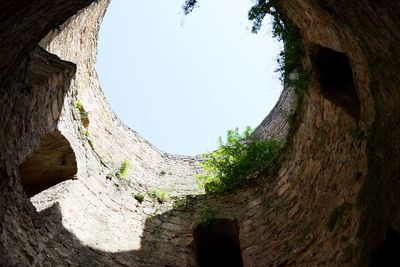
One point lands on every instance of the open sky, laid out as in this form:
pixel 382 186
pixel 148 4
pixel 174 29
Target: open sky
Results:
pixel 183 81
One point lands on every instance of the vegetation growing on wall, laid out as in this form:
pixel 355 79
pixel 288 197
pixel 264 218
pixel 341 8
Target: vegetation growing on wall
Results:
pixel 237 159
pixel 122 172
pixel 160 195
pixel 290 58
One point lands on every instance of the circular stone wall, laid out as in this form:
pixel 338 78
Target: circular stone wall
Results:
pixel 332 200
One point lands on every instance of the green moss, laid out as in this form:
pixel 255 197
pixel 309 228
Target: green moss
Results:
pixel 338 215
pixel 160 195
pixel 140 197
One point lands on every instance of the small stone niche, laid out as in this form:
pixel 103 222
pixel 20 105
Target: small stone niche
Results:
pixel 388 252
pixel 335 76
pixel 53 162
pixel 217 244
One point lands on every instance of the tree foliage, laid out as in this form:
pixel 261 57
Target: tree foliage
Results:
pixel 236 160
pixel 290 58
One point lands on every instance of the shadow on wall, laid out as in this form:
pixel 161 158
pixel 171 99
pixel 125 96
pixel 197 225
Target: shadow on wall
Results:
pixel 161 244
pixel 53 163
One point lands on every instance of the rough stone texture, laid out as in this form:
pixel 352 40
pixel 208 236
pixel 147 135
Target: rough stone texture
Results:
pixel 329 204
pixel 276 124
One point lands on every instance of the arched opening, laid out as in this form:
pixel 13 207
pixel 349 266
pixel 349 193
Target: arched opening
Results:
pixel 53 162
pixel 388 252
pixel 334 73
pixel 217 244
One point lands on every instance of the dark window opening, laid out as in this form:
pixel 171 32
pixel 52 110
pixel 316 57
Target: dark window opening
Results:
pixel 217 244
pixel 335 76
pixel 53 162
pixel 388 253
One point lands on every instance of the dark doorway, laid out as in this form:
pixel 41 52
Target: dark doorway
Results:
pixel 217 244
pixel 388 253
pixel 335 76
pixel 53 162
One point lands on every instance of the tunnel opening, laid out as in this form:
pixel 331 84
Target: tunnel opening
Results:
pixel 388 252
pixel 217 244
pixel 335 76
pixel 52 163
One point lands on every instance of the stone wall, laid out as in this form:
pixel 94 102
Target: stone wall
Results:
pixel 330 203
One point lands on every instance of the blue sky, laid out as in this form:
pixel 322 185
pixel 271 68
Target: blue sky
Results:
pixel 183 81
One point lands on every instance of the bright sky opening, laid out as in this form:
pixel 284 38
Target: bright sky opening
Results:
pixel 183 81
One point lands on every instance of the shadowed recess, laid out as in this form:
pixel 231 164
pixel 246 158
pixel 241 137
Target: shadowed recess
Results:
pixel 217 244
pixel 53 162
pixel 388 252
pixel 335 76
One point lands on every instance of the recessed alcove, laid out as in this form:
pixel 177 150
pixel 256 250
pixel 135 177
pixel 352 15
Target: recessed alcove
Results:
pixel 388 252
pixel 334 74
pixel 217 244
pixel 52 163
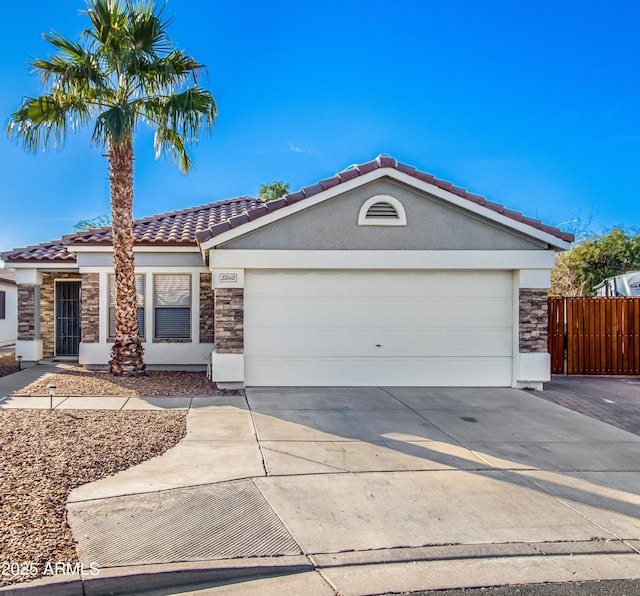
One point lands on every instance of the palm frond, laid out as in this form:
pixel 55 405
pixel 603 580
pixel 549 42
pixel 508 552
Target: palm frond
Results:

▸ **What the task asks**
Could you copy all of the rows above word for word, leaving the pictures out?

▸ **Output of the task**
One point lands on every instance of the open sky, laid out as in this form:
pixel 382 186
pixel 148 4
pixel 174 29
Target: open sky
Results:
pixel 183 81
One point lands on every instance of the vegetation growing on wall, laid out as in this form:
pixel 355 79
pixel 288 197
pixel 264 218
pixel 341 8
Target: vegetation growing on wall
Results:
pixel 237 159
pixel 122 172
pixel 160 195
pixel 290 58
One point lands on every instance of the circular stone wall, laid out as in this form:
pixel 338 78
Target: circular stone wall
Results:
pixel 332 200
One point lands on every instance of the green moss, laid out as in this form:
pixel 255 197
pixel 309 228
Target: green moss
Results:
pixel 338 215
pixel 160 195
pixel 140 197
One point lands on every instance of the small stone niche, laid out as in this form:
pixel 103 222
pixel 20 105
Target: small stone niche
Results:
pixel 388 252
pixel 335 76
pixel 53 162
pixel 217 244
One point lands on every instance of the tree foliage, laid out as in this form:
pixel 261 57
Target: tree foliage
Results:
pixel 236 160
pixel 290 58
One point lands on every instance of the shadow on wall, laid out as in this form:
pixel 161 158
pixel 171 99
pixel 125 96
pixel 197 225
Target: shadow on wall
Results:
pixel 161 244
pixel 53 163
One point lands on every instance of the rough stone texture, laid out as in this form:
pixel 352 40
pixel 208 236
pixel 147 135
Target: rough stone texture
Results:
pixel 329 204
pixel 276 124
One point lands on every instance of the arched opening, laid out as in this form:
pixel 13 207
pixel 349 266
pixel 349 193
Target: arched opening
Results:
pixel 53 162
pixel 388 252
pixel 334 73
pixel 217 244
One point lands on every instance of the dark window opening, laid out as in this form:
pixel 171 32
pixel 52 110
pixel 316 57
Target: dark window opening
Results:
pixel 217 244
pixel 335 76
pixel 53 162
pixel 388 253
One point lands on every instance of the dark doorway, laid out as in this form:
pixel 41 52
Target: dark doorway
Results:
pixel 217 244
pixel 388 253
pixel 335 76
pixel 53 162
One point lands on every instance of the tunnel opening, laid out as in this form:
pixel 331 84
Target: tunnel opening
Results:
pixel 388 252
pixel 217 244
pixel 335 76
pixel 52 163
One point lands on every instance of the stone wall, laid out as in this form:
pixel 94 102
Target: stone wall
Results:
pixel 330 203
One point lands on every instance of the blue sky, laid out as in this form:
pixel 322 185
pixel 271 68
Target: blue sky
Results:
pixel 183 81
One point lands on every instance of the bright sky opening, laid out as in this form:
pixel 284 38
Target: bright sky opening
Results:
pixel 183 81
One point lands on every instance of the shadowed recess, laid out as in this form:
pixel 231 164
pixel 246 158
pixel 241 137
Target: shadowed recess
Results:
pixel 217 244
pixel 53 162
pixel 388 252
pixel 335 76
One point lands on every instance of the recessed alcove, laid out as in this form:
pixel 177 150
pixel 256 250
pixel 135 177
pixel 352 15
Target: recessed alcove
Results:
pixel 388 252
pixel 334 74
pixel 217 244
pixel 52 163
One point lands on every instance of the palm frond, laid out as in this form:
pixel 55 405
pixel 603 580
pixel 549 42
pixel 508 552
Target: palm frond
Results:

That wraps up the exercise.